■ Page text ■

————

Dhaliwal (Migration)

Case

[2021] AATA 2609

22 July 2021


Dhaliwal (Migration) [2021] AATA 2609 (22 July 2021)

DECISION RECORD

DIVISION:Migration & Refugee Division

APPLICANTS:  Mr Lalwinder Singh Dhaliwal
Mrs Ranjit Kaur Dhaliwal

CASE NUMBER:  1815770

HOME AFFAIRS REFERENCE(S):          BCC2018/991621

MEMBER:Alison Mercer

DATE:22 July 2021

PLACE OF DECISION:  Melbourne

DECISION:The Tribunal affirms the decision not to grant the applicants Temporary Business Entry (Class UC) visas.

Statement made on 22 July 2021 at 3:07pm

CATCHWORDS
MIGRATION – Temporary Business Entry (Class UC) visa – Subclass 457 (Temporary Work (Skilled)) – standard business sponsor – subject of approved position nomination – refusal of related nomination application affirmed on review – no response to tribunal’s invitation to comment – member of family unit – decision under review affirmed

LEGISLATION

Migration Act 1958 (Cth), ss 65, 359A, 359C(2), 360(3), 363A

Migration Regulations 1994 (Cth), Schedule 2, cl 457.223(4)(a)

CASES

Chen v MIPB [2016] FCCA 2351

Hasran v MIAC (2010) 183 FCR 413

Huo v MIMA [2002] FCA 617

Manna v MIAC [2012] FMCA 28

MIAC v Li [2013] HCA 18

STATEMENT OF DECISION AND REASONS

APPLICATION FOR REVIEW

  1. This is an application for review of a decision of a delegate of the Minister for Home Affairs to refuse to grant the visa applicants Temporary Business Entry (Class UC) visas under s 65 of the Migration Act 1958 (Cth) (the Act).

  2. The visa applicants applied for the visa on 1 March 2018.

————

■ Task inputs ■
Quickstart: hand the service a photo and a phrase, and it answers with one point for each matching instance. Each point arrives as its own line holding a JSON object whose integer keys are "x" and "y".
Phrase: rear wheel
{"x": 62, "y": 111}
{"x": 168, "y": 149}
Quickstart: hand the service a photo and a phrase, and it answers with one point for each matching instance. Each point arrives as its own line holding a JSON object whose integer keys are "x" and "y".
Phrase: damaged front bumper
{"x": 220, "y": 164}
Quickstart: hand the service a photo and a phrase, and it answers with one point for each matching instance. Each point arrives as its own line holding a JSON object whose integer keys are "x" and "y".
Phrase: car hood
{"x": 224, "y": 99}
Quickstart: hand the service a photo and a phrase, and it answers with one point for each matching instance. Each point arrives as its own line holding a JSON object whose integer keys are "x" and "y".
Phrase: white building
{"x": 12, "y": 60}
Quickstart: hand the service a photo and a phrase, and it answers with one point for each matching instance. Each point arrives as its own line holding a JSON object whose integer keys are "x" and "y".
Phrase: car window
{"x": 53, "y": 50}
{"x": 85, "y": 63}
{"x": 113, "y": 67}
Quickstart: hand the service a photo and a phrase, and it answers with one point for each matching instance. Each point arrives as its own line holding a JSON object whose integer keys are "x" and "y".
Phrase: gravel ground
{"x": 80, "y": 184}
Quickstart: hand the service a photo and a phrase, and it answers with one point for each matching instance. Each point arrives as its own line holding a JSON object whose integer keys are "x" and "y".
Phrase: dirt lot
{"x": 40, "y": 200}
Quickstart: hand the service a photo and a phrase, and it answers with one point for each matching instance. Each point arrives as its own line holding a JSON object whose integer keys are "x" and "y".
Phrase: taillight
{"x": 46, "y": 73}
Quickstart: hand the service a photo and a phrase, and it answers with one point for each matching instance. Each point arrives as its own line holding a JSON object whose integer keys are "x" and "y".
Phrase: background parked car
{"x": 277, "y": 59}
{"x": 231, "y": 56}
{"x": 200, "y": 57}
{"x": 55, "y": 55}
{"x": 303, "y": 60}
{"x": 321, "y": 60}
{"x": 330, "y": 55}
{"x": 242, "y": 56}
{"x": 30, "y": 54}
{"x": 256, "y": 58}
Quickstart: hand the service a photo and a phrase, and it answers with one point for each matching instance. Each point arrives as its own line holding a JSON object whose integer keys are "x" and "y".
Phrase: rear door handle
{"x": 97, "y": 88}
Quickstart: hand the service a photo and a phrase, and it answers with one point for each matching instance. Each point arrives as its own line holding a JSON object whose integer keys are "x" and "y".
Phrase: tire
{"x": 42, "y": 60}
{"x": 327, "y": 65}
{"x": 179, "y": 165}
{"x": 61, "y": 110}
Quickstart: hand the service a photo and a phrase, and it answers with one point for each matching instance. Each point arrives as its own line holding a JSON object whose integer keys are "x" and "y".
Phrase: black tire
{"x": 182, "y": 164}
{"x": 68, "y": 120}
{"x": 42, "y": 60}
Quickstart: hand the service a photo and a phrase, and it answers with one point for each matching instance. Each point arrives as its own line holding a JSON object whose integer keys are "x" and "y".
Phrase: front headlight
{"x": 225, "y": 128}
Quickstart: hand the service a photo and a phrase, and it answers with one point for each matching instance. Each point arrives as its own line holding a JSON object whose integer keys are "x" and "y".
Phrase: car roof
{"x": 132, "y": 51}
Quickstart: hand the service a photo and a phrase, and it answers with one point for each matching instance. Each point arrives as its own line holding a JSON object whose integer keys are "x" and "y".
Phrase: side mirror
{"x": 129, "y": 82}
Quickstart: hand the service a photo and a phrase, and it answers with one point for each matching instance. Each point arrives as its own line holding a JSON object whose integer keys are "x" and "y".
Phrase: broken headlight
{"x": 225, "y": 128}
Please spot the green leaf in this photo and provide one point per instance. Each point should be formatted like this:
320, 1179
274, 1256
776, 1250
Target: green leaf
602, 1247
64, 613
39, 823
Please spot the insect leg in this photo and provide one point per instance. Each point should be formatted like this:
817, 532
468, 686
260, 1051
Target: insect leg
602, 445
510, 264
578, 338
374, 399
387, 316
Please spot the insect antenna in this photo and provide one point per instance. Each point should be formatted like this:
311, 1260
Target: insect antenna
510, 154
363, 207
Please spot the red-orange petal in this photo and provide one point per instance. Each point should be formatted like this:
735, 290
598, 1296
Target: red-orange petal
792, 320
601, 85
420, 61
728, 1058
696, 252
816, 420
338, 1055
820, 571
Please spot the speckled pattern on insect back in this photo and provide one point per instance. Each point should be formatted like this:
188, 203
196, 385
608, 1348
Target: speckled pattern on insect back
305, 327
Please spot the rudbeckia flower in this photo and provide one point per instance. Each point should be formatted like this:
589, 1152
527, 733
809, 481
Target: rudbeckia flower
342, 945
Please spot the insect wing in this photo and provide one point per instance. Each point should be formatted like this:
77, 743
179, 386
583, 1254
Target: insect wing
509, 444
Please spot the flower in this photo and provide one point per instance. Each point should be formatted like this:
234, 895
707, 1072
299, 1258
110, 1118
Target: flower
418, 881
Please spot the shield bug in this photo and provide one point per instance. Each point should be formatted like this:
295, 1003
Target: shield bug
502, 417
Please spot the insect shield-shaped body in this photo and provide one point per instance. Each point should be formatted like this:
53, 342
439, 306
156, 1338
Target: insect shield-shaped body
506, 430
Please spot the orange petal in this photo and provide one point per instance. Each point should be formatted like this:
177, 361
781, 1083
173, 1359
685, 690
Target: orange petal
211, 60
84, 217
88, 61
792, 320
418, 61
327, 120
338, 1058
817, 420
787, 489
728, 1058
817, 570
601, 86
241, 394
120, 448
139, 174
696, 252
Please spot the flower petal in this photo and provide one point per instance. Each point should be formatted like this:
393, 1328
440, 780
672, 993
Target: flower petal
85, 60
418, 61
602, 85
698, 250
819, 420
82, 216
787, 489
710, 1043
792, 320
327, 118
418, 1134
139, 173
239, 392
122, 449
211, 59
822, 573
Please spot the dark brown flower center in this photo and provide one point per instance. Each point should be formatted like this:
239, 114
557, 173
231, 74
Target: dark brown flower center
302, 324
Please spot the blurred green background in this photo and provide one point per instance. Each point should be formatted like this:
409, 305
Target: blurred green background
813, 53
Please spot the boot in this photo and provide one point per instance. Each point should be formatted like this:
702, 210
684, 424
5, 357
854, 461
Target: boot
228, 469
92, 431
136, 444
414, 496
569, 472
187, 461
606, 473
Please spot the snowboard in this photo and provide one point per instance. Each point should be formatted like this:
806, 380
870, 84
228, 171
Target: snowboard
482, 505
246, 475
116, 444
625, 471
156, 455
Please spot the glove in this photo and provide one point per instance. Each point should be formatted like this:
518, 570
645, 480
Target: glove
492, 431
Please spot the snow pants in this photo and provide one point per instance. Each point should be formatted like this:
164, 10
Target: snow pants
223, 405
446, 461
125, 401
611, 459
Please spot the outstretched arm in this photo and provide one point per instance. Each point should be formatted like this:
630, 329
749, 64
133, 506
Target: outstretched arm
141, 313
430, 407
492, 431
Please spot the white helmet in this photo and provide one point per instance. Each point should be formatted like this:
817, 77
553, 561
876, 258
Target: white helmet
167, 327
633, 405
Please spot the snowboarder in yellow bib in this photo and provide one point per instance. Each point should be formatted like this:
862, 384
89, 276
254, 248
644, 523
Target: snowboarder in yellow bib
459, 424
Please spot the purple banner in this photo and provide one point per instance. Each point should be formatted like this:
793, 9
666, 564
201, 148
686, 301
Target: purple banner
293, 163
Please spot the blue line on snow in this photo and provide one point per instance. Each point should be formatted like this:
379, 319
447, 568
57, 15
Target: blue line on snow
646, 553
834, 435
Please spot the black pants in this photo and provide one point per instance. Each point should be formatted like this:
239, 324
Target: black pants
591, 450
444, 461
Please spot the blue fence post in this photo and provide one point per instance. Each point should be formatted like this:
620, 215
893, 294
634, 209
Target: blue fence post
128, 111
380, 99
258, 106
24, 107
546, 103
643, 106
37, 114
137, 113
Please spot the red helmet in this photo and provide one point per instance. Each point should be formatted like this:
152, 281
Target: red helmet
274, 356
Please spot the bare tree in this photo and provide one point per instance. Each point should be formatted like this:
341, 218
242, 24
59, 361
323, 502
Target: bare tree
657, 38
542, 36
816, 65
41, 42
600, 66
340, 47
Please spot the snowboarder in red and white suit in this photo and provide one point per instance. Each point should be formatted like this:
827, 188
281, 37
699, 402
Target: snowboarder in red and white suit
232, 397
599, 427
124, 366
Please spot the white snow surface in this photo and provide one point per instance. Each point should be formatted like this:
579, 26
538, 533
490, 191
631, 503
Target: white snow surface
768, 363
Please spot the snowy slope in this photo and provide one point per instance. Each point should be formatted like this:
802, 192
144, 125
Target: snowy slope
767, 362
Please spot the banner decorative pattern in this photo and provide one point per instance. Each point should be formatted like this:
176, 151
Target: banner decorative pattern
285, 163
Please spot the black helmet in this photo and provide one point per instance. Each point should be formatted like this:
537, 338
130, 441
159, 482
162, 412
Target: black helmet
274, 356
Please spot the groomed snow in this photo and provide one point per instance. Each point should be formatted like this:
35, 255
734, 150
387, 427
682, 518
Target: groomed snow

————

■ Required work ■
1 – From the tribunal decision record, write out the passage starting with "PLACE OF DECISION:  Melbourne" and going on through "2, cl 457.223(4)(a)".
2 – Find every line in the listing that contains the word "glove" and copy each one.

■ Outputs in order ■
1 –
PLACE OF DECISION:  Melbourne

DECISION:The Tribunal affirms the decision not to grant the applicants Temporary Business Entry (Class UC) visas.

Statement made on 22 July 2021 at 3:07pm

CATCHWORDS
MIGRATION – Temporary Business Entry (Class UC) visa – Subclass 457 (Temporary Work (Skilled)) – standard business sponsor – subject of approved position nomination – refusal of related nomination application affirmed on review – no response to tribunal’s invitation to comment – member of family unit – decision under review affirmed

LEGISLATION

Migration Act 1958 (Cth), ss 65, 359A, 359C(2), 360(3), 363A

Migration Regulations 1994 (Cth), Schedule 2, cl 457.223(4)(a)

2 –
Please spot the glove in this photo and provide one point per instance. Each point should be formatted like this:
Target: glove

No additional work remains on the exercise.